Wawer Mathias J, Jaramillo David E, Dančík Vlado, Fass Daniel M, Haggarty Stephen J, Shamji Alykhan F, Wagner Bridget K, Schreiber Stuart L, Clemons Paul A
Center for the Science of Therapeutics, Broad Institute, Cambridge, MA, USA.
Center for the Science of Therapeutics, Broad Institute, Cambridge, MA, USA Mathematical Institute of the Slovak Academy of Sciences, Košice, Slovakia (on leave).
J Biomol Screen. 2014 Jun;19(5):738-48. doi: 10.1177/1087057114530783. Epub 2014 Apr 7.

### APPLY WHAT YOU READ
• 1. According to the citation, on what date was the article published electronically?
• 2. Reproduce the citation from "Wawer Mathias J, Jaramillo" up to and including "Cambridge, MA, USA.".
The rows play no part in this work.

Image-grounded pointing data

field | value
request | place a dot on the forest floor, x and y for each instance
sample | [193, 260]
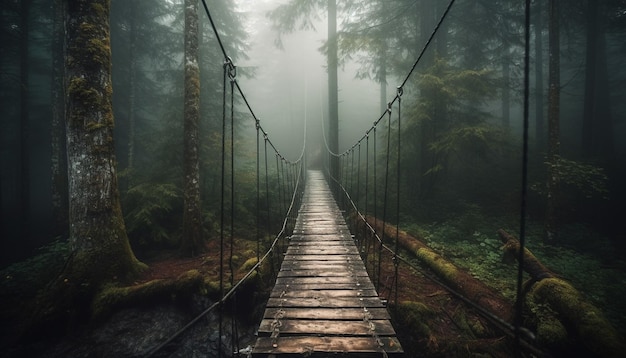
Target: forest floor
[443, 325]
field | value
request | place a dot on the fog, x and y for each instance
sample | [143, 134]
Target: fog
[290, 84]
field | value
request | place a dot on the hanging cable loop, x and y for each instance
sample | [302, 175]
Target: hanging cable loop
[230, 68]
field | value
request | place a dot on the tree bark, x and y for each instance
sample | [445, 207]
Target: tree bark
[539, 99]
[58, 154]
[552, 182]
[101, 251]
[192, 242]
[597, 128]
[25, 179]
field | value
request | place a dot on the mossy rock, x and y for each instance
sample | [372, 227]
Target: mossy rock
[114, 297]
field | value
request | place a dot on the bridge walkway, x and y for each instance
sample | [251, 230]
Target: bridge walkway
[323, 302]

### SOLVED TASKS
• 1. April 7, 2014

• 2.
Wawer Mathias J, Jaramillo David E, Dančík Vlado, Fass Daniel M, Haggarty Stephen J, Shamji Alykhan F, Wagner Bridget K, Schreiber Stuart L, Clemons Paul A
Center for the Science of Therapeutics, Broad Institute, Cambridge, MA, USA.